- [Belge Metni]
▬▬▬▬▬▬▬▬▬▬
Mahrum: Yoksun. İstemekten utandığı ve fakirliğini başkalarına hissettirmediği için sadakadan dahi mahrum kalan, gerçekte ise ihtiyaç sahibi kimse.

Ma'ruf: Dinin de temiz aklın da hoş, güzel gördüğü şey. Örf. İyilik, ihsan. Güzel gelenek. İslam'ın uygun gördüğü, yönlendirdiği ve istediği biçim.

Mecusi:
Ateşe tapan.

Mele': Önde gelenler, seçkinler topluluğu, yönetici veya hakim olan azınlık çevre. Bir kavmin büyükleri. Danışma (meşveret) meclisi. Siyasi ve hukuki gücü ve imtiyazları ellerinde tutanlar.

Melekut :
Mülk veya ayetler. Geniş kapsamlı, büyük ve yüce mülk. Yönetim, tasarruf sahası, kudret ve hakimiyet.

Melik, Mülûk
: Kral, kendi başına tek yönetici. Arap geleneğinde, karısı, evi, hizmetçisi olan kimse. Servet, çocuk ve mülk sahibi. Melîk: Bütün evrenin sahibi, hiç bir ortağı olmaksızın tek başına her şeye ve herkese hükümran olan. Her şeyin mülkü, tasarrufu, hükmü ve yönetimi tartışmasız elinde olan. Allah.

Merhaba:
Genişlik, bolluk, rahatlık, güzellik, kazanç ve güle güle oturma anlamlarına gelen bir dua, temenni.

Menat: Cahiliyede bir put adı. Bir iltifat.

Mesani: Bir şeyin kuvveleri. İkili, ikişer, ikişerli, karşılıklı. Kur'an'da, içinde çeşitli kıssalar, öğütler ve hükümler tekrar edilerek anlatılan kitap. Veya, zıt anlamlı kelimeleri arka arkaya kullanarak aradaki çelişkiyi göz önüne seren ve vurgulayan anlatım tarzı kullanılarak yazılmış kitap. Kur'an.

Mescid :
Secde edilen, içinde ibadet edilen yer.

Mescid-i Dırar: Münafıkların kurduğu veya denetlediği, takva temeli üzere kurulu olmayan mescid. Allah ve İslam isimleri zikredilerek müslümanların aldatıldıkları ve müslümanların kontrolünde olmayan mescid. Kuba mescidinin karşıtı.

Mesih: Meshedilen ya da mesheden. Kendisinden her türlü kötülük işleme eğilimi giderilmiş; cehalet, şer, hırs ve ahlak dışı özellikler içinden silinmiş olan, veya hastalıkları, kötülükleri gideren, eliyle meshedip silen. Hz. İsa (a.s).

Meskenet: Nefsin insanı kendisine yöneltip sürüklediği yoksulluk, doymazlık. Açgözlülük. zillet, aşağılanma.

Meşair: Kelime anlamı, işaretler, nişaneler, alametler. Allah'a ibadet etmeye vesile olan nişaneler. Hac için işaretlenmiş kurbanlıklar. Hac menasiki. Tavaf, sa'y, şeytan taşlama, Arefe'de vakfe ve kurban kesme. Dinin Şeairi ise, Allah'ın kendisine ibadete vesile olmak üzere haklarında saygı göstermeye, onlarla kulluk görevlerini yerine getirmeye insanları çağırdığı şeyler, eserlerdir.
▬▬▬▬▬▬▬▬▬▬
- [Görev Koşulları] Dinî terimler sözlüğünün "Melik, Mülûk" ifadesinden "bir dua, temenni." ifadesine kadar olan kısmını hiçbir değişiklik yapmadan yeniden yazın. Aşağıdaki veriler farklı bir kaynaktan alınmıştır.

- [Sağlanan Veriler]
▬▬▬▬▬▬▬▬▬▬
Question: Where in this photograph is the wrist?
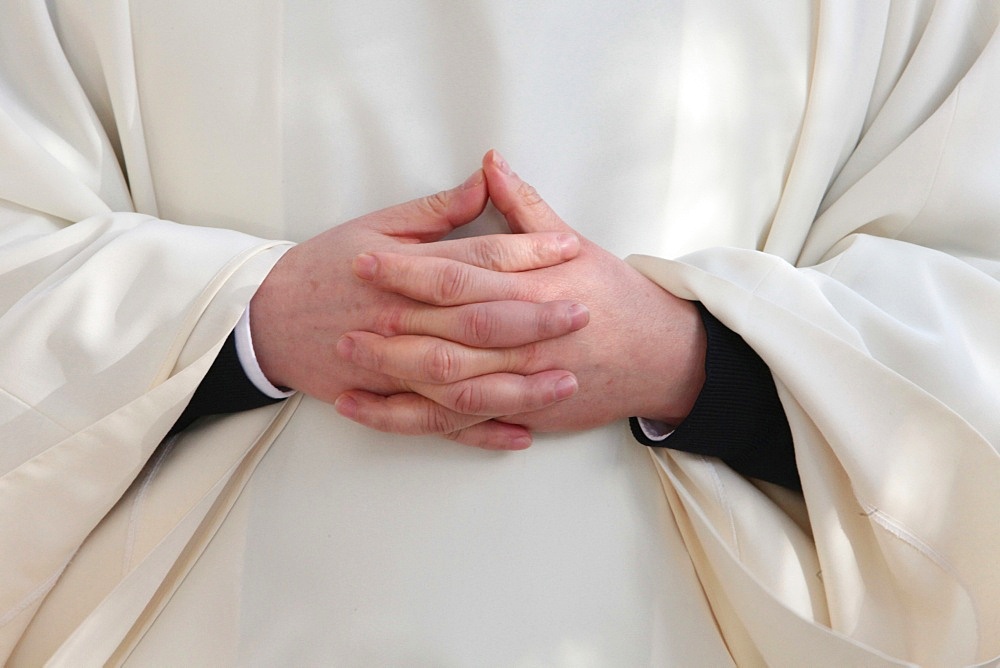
▬▬▬▬▬▬▬▬▬▬
- [Alıştırmanın Sonucu]
Melik, Mülûk
: Kral, kendi başına tek yönetici. Arap geleneğinde, karısı, evi, hizmetçisi olan kimse. Servet, çocuk ve mülk sahibi. Melîk: Bütün evrenin sahibi, hiç bir ortağı olmaksızın tek başına her şeye ve herkese hükümran olan. Her şeyin mülkü, tasarrufu, hükmü ve yönetimi tartışmasız elinde olan. Allah.

Merhaba:
Genişlik, bolluk, rahatlık, güzellik, kazanç ve güle güle oturma anlamlarına gelen bir dua, temenni.